> [Set exercise]
Please copy out every one of the following entries word for word.

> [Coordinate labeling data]
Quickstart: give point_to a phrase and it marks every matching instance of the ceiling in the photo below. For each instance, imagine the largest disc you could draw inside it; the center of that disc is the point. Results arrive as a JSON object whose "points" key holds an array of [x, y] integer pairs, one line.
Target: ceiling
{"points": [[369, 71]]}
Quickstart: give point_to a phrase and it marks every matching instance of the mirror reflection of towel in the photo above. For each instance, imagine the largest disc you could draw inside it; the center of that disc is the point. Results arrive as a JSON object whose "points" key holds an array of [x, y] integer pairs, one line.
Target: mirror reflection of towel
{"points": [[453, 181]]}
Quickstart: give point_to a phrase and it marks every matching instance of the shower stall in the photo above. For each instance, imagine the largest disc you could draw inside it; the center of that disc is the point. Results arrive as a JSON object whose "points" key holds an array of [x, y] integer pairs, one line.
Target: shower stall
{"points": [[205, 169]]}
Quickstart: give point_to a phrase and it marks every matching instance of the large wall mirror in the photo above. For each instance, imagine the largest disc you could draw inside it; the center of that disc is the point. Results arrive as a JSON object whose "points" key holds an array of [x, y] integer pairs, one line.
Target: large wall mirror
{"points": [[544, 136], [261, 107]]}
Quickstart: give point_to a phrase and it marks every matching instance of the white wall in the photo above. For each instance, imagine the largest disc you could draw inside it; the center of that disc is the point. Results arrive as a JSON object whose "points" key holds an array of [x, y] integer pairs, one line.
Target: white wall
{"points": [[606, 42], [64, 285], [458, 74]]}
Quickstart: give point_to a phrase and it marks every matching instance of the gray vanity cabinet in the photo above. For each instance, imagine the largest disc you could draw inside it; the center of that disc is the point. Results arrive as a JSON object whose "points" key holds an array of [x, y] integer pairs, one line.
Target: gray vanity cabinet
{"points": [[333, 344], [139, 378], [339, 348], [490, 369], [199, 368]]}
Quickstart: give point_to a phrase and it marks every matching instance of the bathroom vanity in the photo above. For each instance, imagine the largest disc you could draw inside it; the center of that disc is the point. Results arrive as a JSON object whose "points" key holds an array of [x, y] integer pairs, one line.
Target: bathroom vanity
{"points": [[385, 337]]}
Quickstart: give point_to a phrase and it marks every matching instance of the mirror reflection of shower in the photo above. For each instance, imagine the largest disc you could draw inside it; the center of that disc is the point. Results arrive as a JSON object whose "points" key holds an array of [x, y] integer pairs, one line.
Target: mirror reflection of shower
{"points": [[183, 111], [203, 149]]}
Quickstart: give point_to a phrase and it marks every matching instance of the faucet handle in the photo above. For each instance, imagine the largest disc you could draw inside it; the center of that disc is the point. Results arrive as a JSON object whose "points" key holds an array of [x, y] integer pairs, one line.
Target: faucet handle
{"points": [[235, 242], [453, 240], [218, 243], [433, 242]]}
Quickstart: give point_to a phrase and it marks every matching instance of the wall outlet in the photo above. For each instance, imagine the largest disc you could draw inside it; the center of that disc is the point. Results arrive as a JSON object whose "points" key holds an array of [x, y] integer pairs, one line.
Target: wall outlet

> [Solution below]
Quickstart: give point_to a phrase and it marks every matching instance of the ceiling in the photo below. For each instance, imagine the largest disc you could draw inside it; the center of that disc is the point. Results arrive as a JSON object whose "points" key holds an array of [x, y] integer pairs, one line.
Target: ceiling
{"points": [[369, 71]]}
Quickstart: give point_to a phrase and it marks every matching instance of the mirror reflection of towel in the photo above. For each instance, imagine the largest disc you could draw inside it; the center of that disc is the point. Results arrive as a JSON object whose "points" key holds an array of [x, y] integer pairs, one line.
Target: mirror reflection of towel
{"points": [[453, 181]]}
Quickstart: give point_to a phrase and it marks every matching instance of the shower stall in the photo above. For each instance, imagine the largest disc you could draw inside it; the center of that disc is the point. Results arrive as a JSON object whose "points" key holds an array of [x, y] integer pairs, one line.
Target: shower stall
{"points": [[205, 169]]}
Quickstart: give point_to a phrase and it marks every matching instance of the large wall mirror in the photo above. For each instance, imagine the largest disc you could draw inside it; the center of that disc is the point. Results arrive as a JSON object whose "points" key holds an array of [x, y] integer pairs, one line.
Target: large wall mirror
{"points": [[544, 136], [261, 107]]}
Quickstart: give point_to a phrase and it marks every matching instance of the white wall in the photo above. For each instance, imagine the largest disc you could draw inside it; the center of that disc is the point. Results arrive as a JSON object whose "points" key holds an array of [x, y] integer pairs, one line.
Target: white wall
{"points": [[606, 42], [64, 285], [458, 74]]}
Quickstart: give point_to a phrase and it marks every matching instance of the gray vanity cabinet in the photo above. For each instance, imagine the largest disc you could draw inside it; the center of that disc is the point. Results arrive as a JSON object whose "points" key holds an array of [x, y] integer pairs, one line.
Target: gray vanity cabinet
{"points": [[333, 344], [139, 378], [339, 348], [490, 369], [199, 368]]}
Quickstart: give point_to a phrase and it marks every matching instance of the bathroom vanity in the photo above. For each instance, imagine the largest disc you could draw inside it; the center of that disc is the point. Results arrive as a JSON object whose "points" key holds an array of [x, y] integer pairs, one line.
Target: bathroom vanity
{"points": [[385, 337]]}
Quickstart: give point_to a phrase and it marks every matching instance of the mirror reflection of shower in the photo above. For each instance, imagine the largest disc you could draw inside it; the center of that disc is the point. Results arrive as a JSON object whose "points" key holds an array of [x, y] integer pairs, one line.
Target: mirror reflection of shower
{"points": [[183, 111], [203, 149]]}
Quickstart: give point_to a phrase and it marks every matching instance of the faucet handle in the photo above. For each instance, imagine the largest disc you could draw inside it; the center of that disc is the point. Results arrive as a JSON object whose "points" key holds an array of [x, y] integer pairs, one line.
Target: faucet handle
{"points": [[235, 242], [453, 240], [218, 243], [433, 242]]}
Quickstart: give point_to a phrase and it marks every matching instance of the wall outlet in the photo above. For each instance, imagine the largest disc you could draw inside it; the center of that disc is the point. Results arrive as a JSON object whose "points" key holds an array of [x, y] integer pairs, one line.
Target: wall outlet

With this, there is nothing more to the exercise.